Problem description: Change every "winter coat" in the material below to "rain jacket" and write out the lines again with nothing else altered. Omit the pictures.

Records for processing:
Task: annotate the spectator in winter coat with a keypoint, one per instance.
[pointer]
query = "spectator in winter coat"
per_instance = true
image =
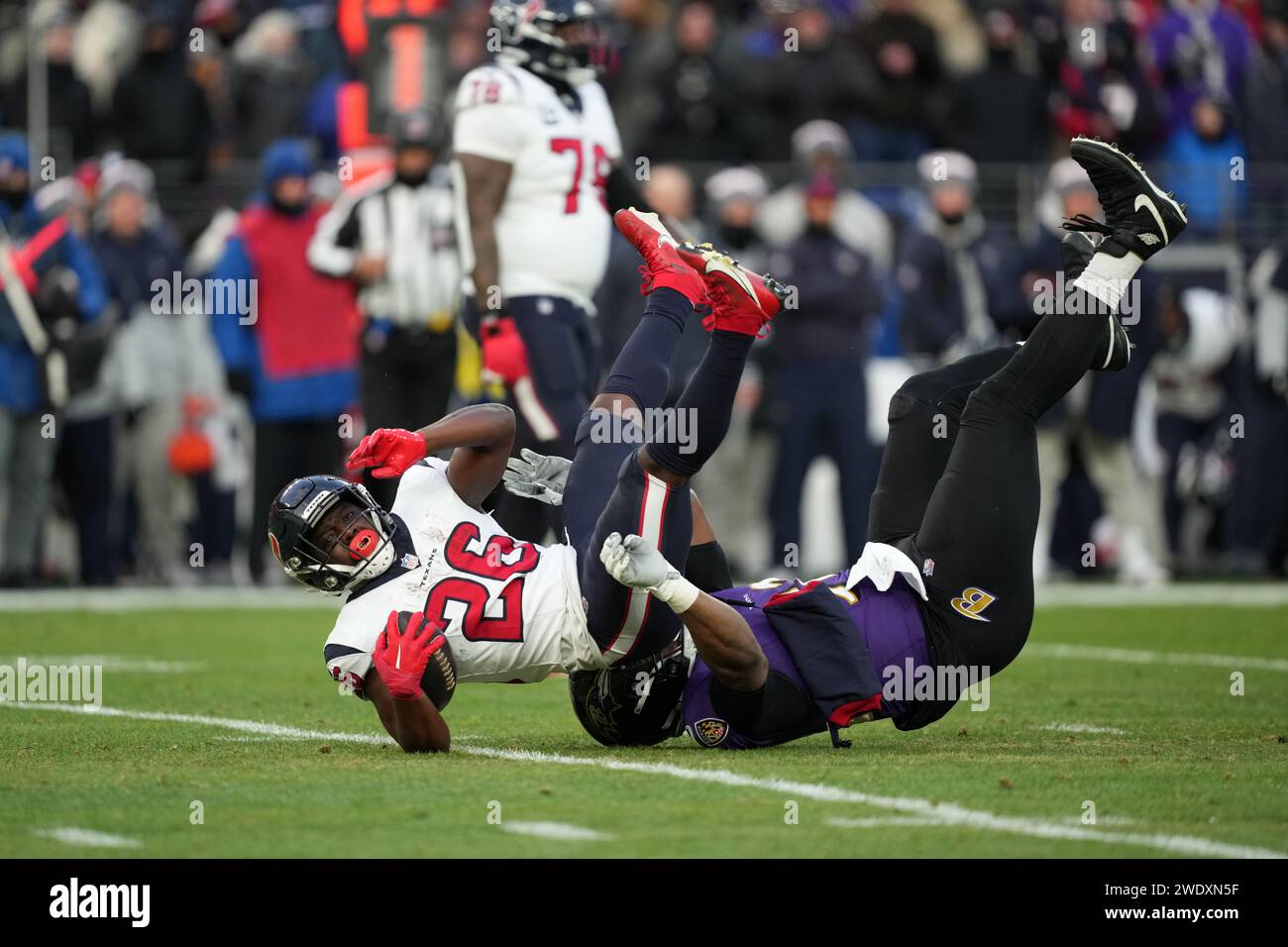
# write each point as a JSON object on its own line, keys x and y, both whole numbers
{"x": 294, "y": 355}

Response to this exercise:
Task: annotate the spectator in rain jacket with a keypoint, one per instance.
[pointer]
query = "spectator in rain jacket"
per_instance = true
image =
# write each point as a JSON object on its own line, keys x and y, both whole numbers
{"x": 294, "y": 355}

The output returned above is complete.